━━━ SUPPLIED INFORMATION ━━━

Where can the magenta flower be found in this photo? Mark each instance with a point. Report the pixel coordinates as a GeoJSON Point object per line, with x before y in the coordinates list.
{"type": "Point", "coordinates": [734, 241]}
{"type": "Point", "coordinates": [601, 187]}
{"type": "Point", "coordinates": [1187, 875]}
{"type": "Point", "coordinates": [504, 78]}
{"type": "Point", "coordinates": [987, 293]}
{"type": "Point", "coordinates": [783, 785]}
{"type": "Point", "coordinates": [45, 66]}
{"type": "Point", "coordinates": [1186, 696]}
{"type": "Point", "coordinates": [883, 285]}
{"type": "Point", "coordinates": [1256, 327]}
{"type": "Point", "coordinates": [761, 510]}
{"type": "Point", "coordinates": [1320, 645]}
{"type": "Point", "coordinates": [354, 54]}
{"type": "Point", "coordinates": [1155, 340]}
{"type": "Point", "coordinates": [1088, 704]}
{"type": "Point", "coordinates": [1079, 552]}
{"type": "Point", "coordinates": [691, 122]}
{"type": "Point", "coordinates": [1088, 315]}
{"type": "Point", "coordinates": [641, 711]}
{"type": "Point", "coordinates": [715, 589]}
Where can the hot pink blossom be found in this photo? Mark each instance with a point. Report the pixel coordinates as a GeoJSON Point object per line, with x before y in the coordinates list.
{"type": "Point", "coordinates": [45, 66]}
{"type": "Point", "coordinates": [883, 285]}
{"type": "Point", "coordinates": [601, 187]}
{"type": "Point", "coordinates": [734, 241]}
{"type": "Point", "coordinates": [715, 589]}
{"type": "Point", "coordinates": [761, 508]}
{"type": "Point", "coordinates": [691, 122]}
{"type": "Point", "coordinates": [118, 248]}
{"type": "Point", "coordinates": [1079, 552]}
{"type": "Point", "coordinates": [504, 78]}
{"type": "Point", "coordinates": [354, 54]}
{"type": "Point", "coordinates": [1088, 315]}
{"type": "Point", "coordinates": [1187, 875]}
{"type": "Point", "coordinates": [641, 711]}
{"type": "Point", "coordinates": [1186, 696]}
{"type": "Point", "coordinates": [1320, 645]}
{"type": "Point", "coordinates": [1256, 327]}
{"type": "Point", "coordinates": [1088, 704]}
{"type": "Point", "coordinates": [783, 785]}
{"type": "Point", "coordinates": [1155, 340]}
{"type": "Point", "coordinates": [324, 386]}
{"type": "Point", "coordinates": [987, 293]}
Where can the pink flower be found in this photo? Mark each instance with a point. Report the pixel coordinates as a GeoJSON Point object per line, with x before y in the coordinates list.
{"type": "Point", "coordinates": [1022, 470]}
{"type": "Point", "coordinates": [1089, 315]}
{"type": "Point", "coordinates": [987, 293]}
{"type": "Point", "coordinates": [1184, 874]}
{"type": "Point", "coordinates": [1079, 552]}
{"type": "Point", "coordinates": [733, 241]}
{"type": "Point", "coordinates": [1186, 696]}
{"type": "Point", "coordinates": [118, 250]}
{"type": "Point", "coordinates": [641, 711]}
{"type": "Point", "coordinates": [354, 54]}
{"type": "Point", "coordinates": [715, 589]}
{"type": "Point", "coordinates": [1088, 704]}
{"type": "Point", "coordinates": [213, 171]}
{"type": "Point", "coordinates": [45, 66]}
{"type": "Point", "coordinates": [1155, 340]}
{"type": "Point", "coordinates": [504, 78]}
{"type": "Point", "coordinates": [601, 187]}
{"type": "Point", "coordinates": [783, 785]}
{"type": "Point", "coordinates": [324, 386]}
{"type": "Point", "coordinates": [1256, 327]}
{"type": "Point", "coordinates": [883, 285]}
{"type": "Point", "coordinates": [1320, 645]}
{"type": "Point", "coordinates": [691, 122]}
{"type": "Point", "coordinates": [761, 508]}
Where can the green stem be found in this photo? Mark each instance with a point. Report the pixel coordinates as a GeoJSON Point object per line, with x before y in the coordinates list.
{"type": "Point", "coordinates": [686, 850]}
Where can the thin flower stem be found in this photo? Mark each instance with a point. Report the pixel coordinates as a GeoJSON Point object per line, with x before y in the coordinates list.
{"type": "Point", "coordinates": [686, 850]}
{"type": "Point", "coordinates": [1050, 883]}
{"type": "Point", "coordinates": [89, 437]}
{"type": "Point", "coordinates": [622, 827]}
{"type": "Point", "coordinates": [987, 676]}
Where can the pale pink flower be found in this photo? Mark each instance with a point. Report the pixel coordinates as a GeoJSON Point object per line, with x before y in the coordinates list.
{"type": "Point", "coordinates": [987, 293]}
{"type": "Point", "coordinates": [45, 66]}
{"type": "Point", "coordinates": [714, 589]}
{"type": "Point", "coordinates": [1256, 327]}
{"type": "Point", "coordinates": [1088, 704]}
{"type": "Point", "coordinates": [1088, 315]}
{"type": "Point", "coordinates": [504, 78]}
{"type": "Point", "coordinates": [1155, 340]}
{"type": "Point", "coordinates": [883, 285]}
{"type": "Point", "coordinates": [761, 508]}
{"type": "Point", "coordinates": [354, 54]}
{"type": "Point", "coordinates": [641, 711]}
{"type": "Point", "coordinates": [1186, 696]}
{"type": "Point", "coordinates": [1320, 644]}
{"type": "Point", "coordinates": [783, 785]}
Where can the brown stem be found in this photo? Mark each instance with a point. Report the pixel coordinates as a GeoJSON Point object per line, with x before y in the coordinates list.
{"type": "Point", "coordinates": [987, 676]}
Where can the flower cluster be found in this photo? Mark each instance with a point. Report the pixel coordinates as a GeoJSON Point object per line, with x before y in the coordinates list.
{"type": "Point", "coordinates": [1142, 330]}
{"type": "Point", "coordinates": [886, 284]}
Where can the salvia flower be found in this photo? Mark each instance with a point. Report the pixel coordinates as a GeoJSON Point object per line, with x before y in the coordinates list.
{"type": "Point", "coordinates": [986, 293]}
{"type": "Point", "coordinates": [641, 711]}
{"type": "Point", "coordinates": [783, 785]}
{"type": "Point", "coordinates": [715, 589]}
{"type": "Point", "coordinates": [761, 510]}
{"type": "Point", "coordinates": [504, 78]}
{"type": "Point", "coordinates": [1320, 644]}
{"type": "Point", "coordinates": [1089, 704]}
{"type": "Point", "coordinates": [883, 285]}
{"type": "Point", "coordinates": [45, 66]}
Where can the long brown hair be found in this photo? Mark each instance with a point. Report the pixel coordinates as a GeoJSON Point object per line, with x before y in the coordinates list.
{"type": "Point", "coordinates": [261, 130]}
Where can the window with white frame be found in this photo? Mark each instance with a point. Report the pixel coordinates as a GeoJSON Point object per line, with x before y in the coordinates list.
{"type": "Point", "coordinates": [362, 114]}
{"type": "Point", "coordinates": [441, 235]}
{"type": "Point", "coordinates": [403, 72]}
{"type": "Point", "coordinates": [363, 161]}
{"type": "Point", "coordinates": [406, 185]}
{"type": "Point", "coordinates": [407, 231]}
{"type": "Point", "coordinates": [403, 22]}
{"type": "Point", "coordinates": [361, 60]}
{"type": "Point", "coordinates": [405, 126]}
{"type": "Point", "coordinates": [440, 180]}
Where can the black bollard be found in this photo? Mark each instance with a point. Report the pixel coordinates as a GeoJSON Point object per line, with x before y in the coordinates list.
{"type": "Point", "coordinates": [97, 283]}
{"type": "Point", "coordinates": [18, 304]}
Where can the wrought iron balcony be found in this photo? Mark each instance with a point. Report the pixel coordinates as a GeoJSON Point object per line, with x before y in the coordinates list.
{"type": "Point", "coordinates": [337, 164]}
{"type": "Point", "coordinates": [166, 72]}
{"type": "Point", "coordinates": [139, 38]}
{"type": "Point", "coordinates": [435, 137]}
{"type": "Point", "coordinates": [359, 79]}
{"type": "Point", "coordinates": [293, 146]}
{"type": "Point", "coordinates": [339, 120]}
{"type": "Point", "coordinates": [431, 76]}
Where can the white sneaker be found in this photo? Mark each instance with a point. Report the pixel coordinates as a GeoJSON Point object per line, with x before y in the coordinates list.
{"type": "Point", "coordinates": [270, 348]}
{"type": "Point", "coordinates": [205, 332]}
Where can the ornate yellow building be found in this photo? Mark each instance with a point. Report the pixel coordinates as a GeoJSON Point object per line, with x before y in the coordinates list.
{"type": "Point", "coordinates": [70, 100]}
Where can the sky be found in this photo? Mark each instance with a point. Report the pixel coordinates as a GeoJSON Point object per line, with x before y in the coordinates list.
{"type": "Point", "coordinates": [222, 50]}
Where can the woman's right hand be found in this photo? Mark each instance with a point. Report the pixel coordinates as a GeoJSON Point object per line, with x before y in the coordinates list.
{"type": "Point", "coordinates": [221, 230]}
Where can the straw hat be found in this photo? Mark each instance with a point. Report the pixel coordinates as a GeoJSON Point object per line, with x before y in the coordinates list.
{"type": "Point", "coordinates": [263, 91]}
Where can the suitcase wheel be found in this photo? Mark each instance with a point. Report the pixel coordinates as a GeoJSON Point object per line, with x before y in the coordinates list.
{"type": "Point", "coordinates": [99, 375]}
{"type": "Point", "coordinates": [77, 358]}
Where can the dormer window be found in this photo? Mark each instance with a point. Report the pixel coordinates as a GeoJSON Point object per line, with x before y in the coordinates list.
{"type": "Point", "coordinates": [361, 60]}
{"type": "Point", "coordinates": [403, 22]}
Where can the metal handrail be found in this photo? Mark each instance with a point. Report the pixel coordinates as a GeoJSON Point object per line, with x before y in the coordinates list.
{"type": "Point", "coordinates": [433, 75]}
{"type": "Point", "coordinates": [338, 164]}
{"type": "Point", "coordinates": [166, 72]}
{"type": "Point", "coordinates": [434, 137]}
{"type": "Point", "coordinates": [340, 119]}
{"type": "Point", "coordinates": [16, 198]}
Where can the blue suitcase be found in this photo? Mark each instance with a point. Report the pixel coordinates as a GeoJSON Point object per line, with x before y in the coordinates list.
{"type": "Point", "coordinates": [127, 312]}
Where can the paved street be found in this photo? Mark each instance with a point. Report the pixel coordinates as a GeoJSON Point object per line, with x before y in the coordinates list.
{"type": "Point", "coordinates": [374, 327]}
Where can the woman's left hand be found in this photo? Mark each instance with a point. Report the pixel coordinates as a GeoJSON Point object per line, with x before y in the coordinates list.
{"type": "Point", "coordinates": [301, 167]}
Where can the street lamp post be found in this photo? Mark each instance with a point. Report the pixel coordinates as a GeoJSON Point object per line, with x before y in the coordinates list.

━━━

* [STATED EXERCISE]: Can you copy out, word for word, the rows from the one holding "Where can the woman's left" through the final row, both ends included?

* [FULL OUTPUT]:
Where can the woman's left hand be found in this photo? Mark each instance with a point. Report the pixel coordinates as a GeoJSON Point object per line, with x before y in the coordinates list.
{"type": "Point", "coordinates": [301, 167]}
Where can the street lamp post be found in this photo? Mark each instance with a point. Report the pixel coordinates as a GeoJSON Point object per line, with x before y in the coordinates list.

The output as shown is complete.